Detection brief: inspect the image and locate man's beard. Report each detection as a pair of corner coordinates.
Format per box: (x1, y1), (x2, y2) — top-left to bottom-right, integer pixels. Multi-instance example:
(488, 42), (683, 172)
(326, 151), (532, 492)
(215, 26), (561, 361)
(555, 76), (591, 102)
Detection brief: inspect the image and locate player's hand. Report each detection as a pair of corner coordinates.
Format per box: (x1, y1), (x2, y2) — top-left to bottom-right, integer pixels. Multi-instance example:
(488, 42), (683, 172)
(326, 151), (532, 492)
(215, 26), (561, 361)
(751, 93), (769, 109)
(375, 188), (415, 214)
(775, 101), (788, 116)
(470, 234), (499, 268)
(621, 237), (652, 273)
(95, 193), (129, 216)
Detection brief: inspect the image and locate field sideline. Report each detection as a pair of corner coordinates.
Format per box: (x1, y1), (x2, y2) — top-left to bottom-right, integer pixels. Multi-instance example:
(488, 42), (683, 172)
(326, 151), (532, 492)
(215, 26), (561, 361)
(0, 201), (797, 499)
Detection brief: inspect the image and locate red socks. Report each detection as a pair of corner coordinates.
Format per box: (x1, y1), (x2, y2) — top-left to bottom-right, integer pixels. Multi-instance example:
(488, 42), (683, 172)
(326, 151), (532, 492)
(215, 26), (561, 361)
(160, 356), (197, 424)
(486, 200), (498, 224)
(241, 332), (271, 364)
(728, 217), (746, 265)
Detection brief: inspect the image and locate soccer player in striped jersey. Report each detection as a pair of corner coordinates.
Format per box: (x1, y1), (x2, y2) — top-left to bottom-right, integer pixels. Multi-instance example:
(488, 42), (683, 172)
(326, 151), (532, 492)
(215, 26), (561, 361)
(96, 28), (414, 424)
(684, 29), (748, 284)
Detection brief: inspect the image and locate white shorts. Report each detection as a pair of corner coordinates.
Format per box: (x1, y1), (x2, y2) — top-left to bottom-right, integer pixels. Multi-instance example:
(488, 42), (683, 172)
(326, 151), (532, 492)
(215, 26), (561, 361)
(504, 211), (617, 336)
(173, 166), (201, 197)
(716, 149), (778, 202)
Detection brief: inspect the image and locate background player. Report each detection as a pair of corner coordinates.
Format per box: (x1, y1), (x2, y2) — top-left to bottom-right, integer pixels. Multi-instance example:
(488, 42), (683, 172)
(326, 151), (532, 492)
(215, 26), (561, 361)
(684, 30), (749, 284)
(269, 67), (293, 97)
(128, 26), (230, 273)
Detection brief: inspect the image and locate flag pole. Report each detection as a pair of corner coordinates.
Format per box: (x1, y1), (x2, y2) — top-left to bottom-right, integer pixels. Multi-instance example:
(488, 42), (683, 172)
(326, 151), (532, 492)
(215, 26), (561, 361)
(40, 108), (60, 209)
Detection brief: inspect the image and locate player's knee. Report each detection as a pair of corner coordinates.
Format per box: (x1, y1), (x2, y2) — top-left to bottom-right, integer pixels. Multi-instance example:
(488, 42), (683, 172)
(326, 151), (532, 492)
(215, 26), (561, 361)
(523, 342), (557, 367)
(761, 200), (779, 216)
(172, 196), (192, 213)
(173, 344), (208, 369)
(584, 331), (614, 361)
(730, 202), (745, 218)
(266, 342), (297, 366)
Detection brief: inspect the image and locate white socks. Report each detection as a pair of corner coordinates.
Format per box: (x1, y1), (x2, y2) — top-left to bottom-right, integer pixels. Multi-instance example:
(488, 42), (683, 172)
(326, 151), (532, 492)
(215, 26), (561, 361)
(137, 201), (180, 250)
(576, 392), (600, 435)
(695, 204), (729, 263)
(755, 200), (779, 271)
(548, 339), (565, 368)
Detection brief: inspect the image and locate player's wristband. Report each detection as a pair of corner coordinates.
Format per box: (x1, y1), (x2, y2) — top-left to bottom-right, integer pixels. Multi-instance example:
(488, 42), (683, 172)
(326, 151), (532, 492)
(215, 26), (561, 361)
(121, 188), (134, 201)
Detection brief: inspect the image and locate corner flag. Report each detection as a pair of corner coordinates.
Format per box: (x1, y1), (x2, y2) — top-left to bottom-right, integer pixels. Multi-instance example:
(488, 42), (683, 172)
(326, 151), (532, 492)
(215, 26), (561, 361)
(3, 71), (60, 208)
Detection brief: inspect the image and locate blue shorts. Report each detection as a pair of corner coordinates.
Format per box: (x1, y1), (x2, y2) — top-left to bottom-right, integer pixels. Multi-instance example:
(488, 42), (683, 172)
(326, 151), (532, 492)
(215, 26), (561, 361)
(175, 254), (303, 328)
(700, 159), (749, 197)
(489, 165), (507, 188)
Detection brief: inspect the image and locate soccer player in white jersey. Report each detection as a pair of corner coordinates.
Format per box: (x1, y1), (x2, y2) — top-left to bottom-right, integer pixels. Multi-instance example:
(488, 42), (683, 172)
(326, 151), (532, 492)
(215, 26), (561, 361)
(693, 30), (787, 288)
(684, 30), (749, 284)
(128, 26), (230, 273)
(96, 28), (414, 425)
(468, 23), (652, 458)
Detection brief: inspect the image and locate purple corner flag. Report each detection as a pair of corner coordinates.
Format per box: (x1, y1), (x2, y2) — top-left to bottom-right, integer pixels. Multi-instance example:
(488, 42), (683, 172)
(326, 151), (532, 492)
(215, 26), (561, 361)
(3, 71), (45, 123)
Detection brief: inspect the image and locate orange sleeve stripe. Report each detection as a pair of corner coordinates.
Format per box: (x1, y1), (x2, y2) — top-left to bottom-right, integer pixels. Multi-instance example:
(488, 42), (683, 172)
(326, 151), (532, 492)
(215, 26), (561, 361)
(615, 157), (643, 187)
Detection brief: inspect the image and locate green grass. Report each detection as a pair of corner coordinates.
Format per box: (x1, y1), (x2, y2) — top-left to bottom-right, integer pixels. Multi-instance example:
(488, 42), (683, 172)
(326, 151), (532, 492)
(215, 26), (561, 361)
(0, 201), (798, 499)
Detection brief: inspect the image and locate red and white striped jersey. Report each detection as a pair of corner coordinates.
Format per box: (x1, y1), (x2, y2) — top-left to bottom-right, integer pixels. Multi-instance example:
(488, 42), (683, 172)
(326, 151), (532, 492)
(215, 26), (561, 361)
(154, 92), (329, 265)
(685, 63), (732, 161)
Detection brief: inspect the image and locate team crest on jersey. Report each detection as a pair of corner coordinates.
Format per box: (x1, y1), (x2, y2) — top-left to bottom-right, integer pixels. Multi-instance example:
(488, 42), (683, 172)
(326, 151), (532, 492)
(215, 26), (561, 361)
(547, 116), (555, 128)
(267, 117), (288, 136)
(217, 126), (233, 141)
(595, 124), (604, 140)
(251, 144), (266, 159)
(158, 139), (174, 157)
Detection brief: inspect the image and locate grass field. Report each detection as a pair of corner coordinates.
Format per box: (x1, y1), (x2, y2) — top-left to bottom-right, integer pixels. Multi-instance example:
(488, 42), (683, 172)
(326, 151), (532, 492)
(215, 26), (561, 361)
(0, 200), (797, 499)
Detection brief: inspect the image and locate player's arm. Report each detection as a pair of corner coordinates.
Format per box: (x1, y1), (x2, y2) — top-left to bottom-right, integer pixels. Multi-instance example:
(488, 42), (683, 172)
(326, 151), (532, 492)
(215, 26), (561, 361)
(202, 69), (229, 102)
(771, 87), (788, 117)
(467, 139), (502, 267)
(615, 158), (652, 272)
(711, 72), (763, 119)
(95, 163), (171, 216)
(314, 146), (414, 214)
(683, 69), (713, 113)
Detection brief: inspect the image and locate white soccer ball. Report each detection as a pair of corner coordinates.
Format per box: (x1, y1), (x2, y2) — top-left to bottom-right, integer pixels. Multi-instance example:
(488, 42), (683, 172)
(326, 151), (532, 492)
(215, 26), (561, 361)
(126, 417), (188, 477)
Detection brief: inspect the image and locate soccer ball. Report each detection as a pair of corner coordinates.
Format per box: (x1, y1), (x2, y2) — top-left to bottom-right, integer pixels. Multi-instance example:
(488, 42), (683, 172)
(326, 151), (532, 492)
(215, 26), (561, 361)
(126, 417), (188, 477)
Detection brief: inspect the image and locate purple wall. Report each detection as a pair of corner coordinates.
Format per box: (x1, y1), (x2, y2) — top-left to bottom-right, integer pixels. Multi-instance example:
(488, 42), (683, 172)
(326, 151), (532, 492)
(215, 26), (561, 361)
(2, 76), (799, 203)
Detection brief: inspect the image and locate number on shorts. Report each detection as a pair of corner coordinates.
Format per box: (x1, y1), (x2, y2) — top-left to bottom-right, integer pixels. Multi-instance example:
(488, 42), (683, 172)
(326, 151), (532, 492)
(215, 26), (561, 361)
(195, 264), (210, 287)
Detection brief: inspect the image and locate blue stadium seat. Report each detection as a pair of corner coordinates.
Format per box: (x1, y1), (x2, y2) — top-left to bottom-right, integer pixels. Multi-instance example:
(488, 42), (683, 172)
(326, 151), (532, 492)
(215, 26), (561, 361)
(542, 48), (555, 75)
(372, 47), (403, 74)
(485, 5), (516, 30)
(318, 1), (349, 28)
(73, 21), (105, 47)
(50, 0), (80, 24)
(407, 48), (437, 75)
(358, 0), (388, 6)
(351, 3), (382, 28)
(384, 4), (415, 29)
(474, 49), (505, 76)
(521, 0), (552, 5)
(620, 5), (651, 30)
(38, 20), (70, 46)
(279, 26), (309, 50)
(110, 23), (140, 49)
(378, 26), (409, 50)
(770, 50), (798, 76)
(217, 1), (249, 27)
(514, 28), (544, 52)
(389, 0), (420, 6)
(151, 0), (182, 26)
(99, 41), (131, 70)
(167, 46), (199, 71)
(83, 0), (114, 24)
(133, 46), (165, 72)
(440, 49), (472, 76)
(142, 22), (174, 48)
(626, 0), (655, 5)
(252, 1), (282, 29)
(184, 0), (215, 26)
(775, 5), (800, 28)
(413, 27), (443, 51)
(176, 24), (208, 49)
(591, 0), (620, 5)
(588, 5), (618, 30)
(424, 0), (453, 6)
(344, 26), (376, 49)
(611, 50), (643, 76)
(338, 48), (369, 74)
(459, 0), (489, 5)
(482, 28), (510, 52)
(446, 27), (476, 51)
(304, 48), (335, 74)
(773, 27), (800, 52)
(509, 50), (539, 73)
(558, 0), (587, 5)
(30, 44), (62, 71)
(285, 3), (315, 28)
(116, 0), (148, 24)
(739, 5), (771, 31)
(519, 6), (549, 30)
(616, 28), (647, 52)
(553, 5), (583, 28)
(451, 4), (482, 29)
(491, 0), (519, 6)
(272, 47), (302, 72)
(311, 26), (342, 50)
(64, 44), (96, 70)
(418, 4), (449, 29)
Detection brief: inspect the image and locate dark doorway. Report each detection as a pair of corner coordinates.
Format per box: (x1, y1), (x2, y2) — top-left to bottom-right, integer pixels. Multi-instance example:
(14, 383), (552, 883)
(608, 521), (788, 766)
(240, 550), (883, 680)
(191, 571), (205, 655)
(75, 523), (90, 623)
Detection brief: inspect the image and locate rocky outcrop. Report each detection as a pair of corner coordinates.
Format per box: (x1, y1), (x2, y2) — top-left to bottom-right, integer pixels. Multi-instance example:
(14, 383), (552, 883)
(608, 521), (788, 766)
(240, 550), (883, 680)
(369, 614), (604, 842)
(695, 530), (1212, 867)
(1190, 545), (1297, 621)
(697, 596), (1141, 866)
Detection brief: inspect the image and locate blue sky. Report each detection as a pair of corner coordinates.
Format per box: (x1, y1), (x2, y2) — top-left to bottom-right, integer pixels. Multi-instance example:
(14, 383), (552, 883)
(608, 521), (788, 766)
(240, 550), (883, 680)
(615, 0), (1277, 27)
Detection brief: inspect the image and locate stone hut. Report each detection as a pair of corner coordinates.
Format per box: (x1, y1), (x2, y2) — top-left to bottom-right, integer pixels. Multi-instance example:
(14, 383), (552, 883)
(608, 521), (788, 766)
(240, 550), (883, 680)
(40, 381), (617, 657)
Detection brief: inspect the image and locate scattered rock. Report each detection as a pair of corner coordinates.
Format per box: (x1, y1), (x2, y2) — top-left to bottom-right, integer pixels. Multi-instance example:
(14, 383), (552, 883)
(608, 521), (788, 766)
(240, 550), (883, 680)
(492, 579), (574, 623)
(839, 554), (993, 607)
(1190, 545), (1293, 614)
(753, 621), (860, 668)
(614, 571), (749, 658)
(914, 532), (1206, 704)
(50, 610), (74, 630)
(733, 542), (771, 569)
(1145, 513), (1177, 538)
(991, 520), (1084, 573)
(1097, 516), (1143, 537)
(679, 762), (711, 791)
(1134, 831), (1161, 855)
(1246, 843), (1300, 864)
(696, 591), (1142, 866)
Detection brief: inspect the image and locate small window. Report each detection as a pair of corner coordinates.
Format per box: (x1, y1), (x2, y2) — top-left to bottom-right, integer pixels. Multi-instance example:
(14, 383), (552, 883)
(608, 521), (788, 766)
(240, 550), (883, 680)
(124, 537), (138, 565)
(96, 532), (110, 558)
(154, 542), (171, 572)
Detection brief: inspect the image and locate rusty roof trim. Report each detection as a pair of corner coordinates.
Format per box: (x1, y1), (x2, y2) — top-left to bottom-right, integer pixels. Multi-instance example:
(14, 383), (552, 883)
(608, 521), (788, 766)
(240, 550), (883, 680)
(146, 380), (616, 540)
● ● ●
**Assigned task:**
In the listing above, find the line with "Detection brief: inspect the image and locate soccer ball." and the line with "Detection brief: inspect the image and locate purple wall.", then reproduce both and every line between them exactly.

**Output below:**
Detection brief: inspect the image and locate soccer ball. Report each detection as a pair of corner coordinates.
Format per box: (x1, y1), (x2, y2) — top-left to bottom-right, integer pixels. Multi-instance example:
(488, 42), (683, 172)
(326, 151), (532, 492)
(215, 26), (561, 361)
(126, 417), (188, 477)
Detection brief: inspect the image and locate purple wall. Report each detection as a pair of corner coordinates.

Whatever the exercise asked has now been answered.